Repeat the listing below line for line, starting at its first line and stopping after the line that contains "pixel 1205 696", and leave the pictures out of your reply.

▼▼▼

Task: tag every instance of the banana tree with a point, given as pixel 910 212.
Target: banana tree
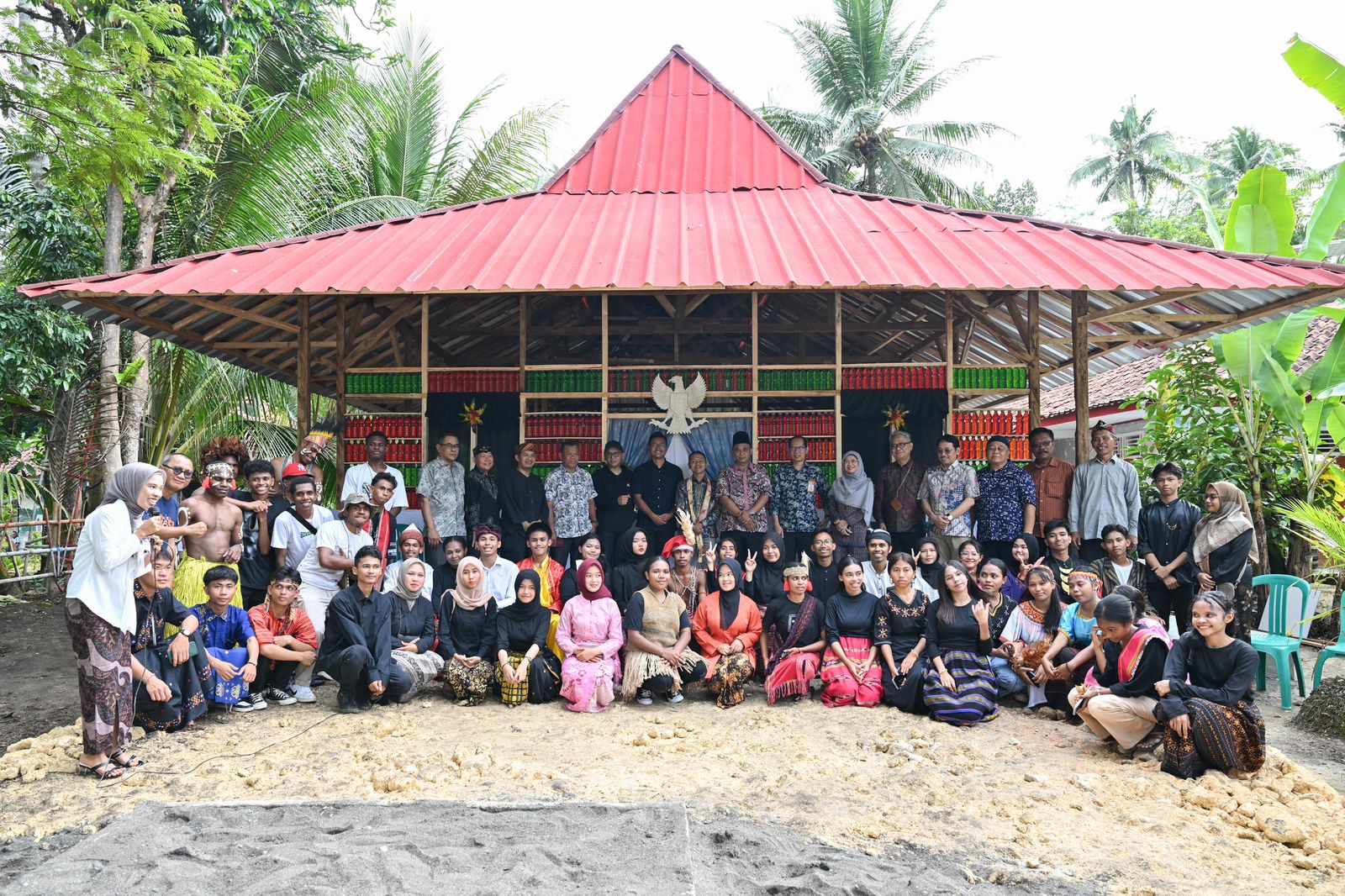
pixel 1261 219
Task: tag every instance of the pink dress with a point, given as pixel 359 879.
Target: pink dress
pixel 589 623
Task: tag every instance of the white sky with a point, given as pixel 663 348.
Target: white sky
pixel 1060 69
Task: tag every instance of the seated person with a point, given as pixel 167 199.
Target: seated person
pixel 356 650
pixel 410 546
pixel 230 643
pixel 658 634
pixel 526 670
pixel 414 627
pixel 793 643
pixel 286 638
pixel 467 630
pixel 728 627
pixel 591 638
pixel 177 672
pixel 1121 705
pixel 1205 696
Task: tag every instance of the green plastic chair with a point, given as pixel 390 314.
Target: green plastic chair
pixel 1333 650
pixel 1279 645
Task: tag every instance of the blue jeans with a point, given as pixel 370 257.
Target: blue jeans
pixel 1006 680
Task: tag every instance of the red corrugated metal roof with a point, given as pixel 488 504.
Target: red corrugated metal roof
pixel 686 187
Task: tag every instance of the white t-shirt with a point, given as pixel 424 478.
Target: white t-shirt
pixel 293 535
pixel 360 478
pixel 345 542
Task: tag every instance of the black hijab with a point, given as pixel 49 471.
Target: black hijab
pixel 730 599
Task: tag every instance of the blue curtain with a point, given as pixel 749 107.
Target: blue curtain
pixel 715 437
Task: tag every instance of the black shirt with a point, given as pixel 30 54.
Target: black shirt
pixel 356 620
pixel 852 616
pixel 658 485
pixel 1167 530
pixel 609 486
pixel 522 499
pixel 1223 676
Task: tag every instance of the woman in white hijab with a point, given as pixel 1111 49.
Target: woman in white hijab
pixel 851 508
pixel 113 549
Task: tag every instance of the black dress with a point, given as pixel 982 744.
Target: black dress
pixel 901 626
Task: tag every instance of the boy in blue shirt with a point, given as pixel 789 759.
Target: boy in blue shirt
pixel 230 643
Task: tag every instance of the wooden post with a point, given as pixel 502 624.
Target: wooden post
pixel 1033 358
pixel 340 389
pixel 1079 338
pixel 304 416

▲▲▲

**REPLY TO THE EXERCISE**
Task: tag every instance of the banana tree with a point, given as pixel 910 212.
Target: banana tree
pixel 1261 219
Task: tag every instance of the pink dress with a point, given as pixel 359 879.
Target: pink dress
pixel 589 623
Task: tag every instance of the white sky with a point, given as pixel 663 348.
Target: white sky
pixel 1060 69
Task: tag every instance of the seated person with a point, given as pixel 167 199.
Target: seated person
pixel 356 650
pixel 410 546
pixel 230 643
pixel 658 634
pixel 526 670
pixel 414 627
pixel 793 643
pixel 286 638
pixel 467 630
pixel 728 627
pixel 591 638
pixel 177 672
pixel 1121 705
pixel 1205 696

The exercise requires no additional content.